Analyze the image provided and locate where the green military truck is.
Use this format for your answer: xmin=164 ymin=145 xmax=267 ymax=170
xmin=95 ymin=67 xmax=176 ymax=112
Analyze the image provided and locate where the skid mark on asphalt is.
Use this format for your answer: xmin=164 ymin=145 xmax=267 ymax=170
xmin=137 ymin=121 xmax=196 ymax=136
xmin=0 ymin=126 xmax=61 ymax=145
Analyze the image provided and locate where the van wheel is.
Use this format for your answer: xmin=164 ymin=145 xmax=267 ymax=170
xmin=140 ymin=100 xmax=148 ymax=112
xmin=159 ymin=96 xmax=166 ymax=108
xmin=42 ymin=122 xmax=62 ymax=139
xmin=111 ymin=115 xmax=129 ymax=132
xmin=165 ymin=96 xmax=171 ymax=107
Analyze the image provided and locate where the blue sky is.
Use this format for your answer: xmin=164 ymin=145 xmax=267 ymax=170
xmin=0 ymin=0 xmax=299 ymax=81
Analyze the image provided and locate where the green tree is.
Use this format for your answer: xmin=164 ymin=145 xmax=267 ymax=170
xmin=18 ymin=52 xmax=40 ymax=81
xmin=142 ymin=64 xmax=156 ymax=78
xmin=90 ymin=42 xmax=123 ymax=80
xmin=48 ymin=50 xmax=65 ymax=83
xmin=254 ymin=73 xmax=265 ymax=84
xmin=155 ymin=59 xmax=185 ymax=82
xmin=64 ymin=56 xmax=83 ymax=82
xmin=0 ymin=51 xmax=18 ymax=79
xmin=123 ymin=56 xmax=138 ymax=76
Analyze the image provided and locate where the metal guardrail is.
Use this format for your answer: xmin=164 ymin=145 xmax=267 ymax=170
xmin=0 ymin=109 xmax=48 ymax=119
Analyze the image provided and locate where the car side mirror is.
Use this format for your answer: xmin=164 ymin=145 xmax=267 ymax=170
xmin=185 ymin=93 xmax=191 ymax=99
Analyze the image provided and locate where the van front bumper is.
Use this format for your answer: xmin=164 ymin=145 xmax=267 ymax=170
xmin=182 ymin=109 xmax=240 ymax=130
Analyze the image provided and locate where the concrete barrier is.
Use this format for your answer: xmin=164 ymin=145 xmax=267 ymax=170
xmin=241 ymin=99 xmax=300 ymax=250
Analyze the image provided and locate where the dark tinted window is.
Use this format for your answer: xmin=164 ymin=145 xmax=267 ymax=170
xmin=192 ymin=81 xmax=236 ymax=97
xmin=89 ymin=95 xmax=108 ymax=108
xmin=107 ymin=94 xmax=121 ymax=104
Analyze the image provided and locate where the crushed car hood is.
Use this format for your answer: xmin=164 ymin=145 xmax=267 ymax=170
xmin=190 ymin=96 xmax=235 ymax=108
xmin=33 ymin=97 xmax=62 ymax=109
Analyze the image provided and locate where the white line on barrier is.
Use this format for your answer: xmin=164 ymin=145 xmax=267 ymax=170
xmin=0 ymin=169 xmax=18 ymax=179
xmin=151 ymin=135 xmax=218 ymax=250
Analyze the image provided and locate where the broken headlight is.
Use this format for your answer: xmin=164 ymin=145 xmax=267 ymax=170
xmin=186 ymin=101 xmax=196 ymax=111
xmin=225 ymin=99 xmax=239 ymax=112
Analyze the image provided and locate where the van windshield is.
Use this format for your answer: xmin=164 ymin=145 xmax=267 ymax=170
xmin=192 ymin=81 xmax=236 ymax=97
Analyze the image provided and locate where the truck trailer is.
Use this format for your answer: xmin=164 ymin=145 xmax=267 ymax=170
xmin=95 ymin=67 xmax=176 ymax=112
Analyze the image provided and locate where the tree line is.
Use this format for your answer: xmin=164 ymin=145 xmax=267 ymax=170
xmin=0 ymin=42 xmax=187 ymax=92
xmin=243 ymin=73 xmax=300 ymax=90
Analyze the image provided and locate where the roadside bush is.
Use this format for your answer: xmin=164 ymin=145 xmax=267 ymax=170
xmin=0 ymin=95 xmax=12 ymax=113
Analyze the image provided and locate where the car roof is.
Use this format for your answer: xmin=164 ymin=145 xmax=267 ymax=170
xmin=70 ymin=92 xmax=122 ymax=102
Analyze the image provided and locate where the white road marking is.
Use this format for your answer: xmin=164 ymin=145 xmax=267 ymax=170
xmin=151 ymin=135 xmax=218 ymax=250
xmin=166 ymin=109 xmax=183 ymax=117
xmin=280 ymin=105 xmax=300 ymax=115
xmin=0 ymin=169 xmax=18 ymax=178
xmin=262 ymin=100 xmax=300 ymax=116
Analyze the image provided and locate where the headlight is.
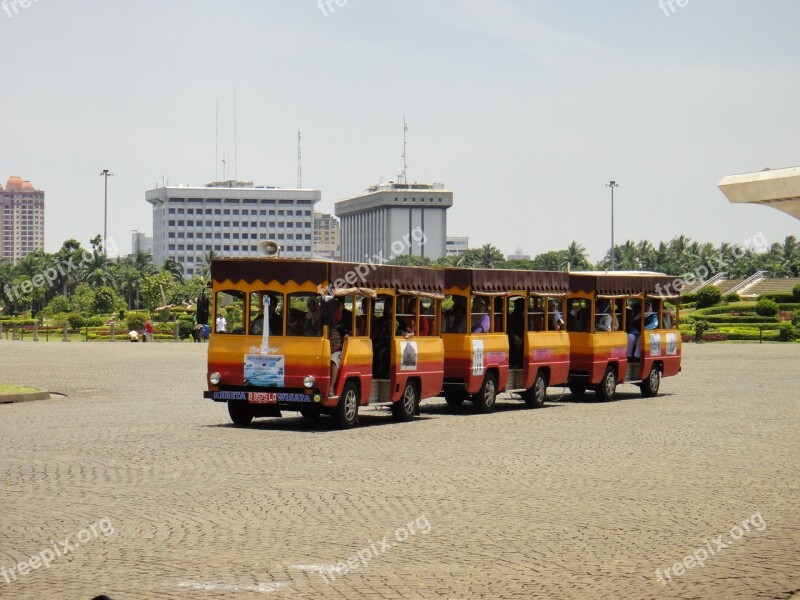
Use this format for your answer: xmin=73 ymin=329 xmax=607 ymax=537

Your instructions → Copy out the range of lines above starting at the line with "Analyze the image provided and locate where the green tree" and ending at the line with "Analyze the image provided and locate where the metal", exactly and including both.

Reply to the task →
Analyze the image provided and locate where the green tree is.
Use this format for your answer: xmin=164 ymin=145 xmax=267 ymax=170
xmin=18 ymin=52 xmax=40 ymax=81
xmin=142 ymin=64 xmax=156 ymax=78
xmin=90 ymin=42 xmax=123 ymax=80
xmin=48 ymin=50 xmax=65 ymax=83
xmin=254 ymin=73 xmax=265 ymax=84
xmin=155 ymin=59 xmax=185 ymax=82
xmin=64 ymin=56 xmax=83 ymax=82
xmin=0 ymin=51 xmax=18 ymax=79
xmin=123 ymin=56 xmax=138 ymax=76
Analyze the image provided and locate where the metal guardrail is.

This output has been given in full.